▶ **EXTRACT TO READ**
[Start of Attachment]

Surface-based measures, including cortical thickness, WM volume, and GM volume, were highly consistent for all sequences in test-retest analyses. Because the automated procedures used to produce these measures relied on WM and GM contrast to identify brain surfaces, and because T1-weighted sequences were particularly suited to providing this contrast (Deichmann et al., 2000; Mugler and Brooke-man, 1991), we expected that surface-based measures would perform well.
In contrast, the reliability of voxel-based segmentation measures varied greatly by structure. Volumetric measures of the caudate were often more reliable than surface-based measures, while the reliability of pallidum measures fell well below all other measures in a subset of sequences. It is likely that the precision of subcortical volumes was affected both by intrinsic tissue contrast properties as well as the contrast between surrounding tissue types. For example, both the caudate and thalamus, two of the most reliable subcortical measures examined, typically exhibit tissue contrast profiles reasonably distinct from that of WM (Fischl et al., 2002). In addition, both structures abut the lateral ventricle and thus benefit from the contrast provided by adjacent cerebrospinal fluid, which appears hypointense in T1-weighted images. In comparison, the T1 contrast profile of the pallidum is less distinct from that of neighboring WM, making differentiation of these tissues more challenging. This fact does not explain, however, why the reliability of pallidum measures is higher for anisotropic and multiecho sequences compared to the accelerated and non-accelerated isotropic single-echo MP-RAGE sequences.

[End of Attachment]

▶ **REQUIRED WORK**
1 – In the passage on the reliability of brain MRI measures:
(a) Which surface-based measures were highly consistent in test-retest analyses?
(b) Which structure's measures fell well below all other measures in reliability in a subset of sequences?
(c) How does cerebrospinal fluid appear in T1-weighted images?
2 – Can you carry the passage on the reliability of brain MRI measures forward from its final sentence?
The data that come after this passage stand apart from it.

▶ **SOURCE MATERIAL**
[Start of Attachment]

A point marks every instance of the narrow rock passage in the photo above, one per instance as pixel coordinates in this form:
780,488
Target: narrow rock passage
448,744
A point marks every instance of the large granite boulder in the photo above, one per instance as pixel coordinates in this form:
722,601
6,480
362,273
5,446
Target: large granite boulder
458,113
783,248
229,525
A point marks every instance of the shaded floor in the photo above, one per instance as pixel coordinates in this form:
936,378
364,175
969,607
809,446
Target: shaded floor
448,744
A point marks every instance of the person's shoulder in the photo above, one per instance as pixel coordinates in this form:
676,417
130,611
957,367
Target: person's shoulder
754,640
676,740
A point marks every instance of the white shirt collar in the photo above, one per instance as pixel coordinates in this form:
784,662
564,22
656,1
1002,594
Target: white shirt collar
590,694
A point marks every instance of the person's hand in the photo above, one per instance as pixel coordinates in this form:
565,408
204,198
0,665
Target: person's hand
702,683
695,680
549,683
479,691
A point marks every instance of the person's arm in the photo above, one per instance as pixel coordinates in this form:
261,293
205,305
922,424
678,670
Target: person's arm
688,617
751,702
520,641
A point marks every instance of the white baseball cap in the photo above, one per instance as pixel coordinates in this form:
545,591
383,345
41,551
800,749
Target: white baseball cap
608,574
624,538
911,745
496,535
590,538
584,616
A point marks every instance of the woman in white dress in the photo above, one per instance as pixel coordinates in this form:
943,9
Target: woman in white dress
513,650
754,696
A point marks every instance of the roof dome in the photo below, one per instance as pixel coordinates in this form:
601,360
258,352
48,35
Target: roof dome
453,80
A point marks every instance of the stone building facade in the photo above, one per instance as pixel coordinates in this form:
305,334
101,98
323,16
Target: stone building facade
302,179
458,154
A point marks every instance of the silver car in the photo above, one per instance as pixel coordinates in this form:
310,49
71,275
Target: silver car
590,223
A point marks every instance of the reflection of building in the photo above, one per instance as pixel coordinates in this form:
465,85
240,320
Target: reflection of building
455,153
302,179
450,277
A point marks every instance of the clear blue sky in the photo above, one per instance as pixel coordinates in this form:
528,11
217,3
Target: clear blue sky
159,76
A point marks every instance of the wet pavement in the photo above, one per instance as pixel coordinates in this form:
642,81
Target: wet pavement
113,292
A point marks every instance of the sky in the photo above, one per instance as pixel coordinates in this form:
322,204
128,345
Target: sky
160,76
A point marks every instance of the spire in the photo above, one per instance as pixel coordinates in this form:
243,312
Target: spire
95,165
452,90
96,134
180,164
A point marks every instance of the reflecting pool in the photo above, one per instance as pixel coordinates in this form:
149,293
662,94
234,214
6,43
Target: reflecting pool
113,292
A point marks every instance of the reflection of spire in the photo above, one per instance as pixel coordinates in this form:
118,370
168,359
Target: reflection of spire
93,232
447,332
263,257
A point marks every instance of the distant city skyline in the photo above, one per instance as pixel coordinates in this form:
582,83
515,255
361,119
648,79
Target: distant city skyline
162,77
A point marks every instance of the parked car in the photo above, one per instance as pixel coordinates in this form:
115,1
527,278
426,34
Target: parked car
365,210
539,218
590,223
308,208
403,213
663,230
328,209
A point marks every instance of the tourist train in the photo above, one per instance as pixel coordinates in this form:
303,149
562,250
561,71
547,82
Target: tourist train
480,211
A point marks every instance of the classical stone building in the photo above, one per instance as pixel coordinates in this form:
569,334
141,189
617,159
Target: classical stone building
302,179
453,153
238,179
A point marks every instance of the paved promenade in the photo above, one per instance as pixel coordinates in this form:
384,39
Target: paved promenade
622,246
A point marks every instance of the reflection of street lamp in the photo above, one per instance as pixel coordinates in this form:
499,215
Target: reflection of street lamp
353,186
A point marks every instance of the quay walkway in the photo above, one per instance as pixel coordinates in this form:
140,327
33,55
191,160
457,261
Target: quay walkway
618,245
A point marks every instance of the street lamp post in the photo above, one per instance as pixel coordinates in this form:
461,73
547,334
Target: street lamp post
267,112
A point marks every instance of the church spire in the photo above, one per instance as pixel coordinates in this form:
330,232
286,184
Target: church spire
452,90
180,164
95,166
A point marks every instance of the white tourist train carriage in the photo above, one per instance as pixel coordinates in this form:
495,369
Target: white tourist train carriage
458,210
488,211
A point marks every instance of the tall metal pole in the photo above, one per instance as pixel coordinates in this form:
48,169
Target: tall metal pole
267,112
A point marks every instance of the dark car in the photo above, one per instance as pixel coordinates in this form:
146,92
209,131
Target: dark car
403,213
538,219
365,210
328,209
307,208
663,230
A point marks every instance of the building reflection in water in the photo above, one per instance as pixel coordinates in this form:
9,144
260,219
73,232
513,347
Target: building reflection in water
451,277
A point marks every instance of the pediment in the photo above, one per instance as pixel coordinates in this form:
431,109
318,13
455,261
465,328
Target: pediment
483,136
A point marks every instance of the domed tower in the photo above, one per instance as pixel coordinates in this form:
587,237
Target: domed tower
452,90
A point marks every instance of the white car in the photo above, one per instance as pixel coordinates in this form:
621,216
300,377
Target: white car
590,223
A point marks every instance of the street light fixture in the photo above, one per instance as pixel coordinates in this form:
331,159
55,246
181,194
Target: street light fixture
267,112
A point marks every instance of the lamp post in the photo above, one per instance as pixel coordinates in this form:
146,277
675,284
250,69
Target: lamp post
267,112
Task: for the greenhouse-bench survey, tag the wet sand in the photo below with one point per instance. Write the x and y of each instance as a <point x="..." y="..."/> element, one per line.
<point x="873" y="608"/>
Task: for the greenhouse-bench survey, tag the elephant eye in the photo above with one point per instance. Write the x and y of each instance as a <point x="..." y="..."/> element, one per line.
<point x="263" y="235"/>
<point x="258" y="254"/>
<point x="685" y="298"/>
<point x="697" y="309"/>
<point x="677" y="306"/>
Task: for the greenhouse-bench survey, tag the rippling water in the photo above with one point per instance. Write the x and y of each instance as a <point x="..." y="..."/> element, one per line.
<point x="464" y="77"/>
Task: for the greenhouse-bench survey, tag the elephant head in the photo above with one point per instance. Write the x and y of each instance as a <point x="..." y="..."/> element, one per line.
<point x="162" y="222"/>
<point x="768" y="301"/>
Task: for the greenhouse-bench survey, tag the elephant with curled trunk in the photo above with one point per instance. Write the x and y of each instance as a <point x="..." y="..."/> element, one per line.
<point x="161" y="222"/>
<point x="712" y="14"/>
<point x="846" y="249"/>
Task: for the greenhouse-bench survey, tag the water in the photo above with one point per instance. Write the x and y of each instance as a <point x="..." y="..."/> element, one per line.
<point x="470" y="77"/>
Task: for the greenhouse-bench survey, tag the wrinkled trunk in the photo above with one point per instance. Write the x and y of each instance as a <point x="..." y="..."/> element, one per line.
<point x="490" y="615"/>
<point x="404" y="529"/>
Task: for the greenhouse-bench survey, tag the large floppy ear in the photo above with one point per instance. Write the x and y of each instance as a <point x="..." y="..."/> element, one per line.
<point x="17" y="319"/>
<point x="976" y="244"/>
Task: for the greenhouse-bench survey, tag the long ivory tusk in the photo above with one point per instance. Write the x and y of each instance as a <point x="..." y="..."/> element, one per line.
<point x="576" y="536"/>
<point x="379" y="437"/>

[End of Attachment]

▶ **ANSWERS BELOW**
1 –
(a) Cortical thickness, WM volume, and GM volume.
(b) The pallidum.
(c) Hypointense.

2 –
Measurement bias was observed across voxel geometry. The anisotropic MP-RAGE sequence consistently underestimated measures of cortical thickness, GM volume, amygdalar volume, and hippocampal volume relative to all isotropic sequences. Because this bias was present in both surface-based and voxel-based measures, and because the hippocampus and amygdala share a similar T1 contrast profile to that of GM, it is unlikely that such bias is attributable to specific surface-based or voxel-based procedures. Due to the design of our study and the particular sequences employed, however, it is unclear what proportion of the observed error is due to voxel volume as opposed to voxel geometry, and further investigation is required to separate the effects of these two variables on measurement bias.
This study focused on the precision, not the accuracy, of MRI-derived neurostructural measures. While the accuracy of automated neuroanatomical measures has been addressed (Fischl and Dale, 2000; Fischl et al., 2004a), we know of no studies that explore the accuracy of automated cortical thickness measures as a function of imaging parameters. Previous reliability studies sought to understand reproducibility through artificial manipulation of cortical thickness in MRI images (Lerch and Evans, 2005), or through the use of a known phantom volume (Mori et al., 2002), but in vivo examinations of human brain structure such as ours have no absolute standard with which to establish the accuracy of measures across imaging sequences. It is therefore impossible to determine which of the sequences we examined produced the most accurate morphometric measures.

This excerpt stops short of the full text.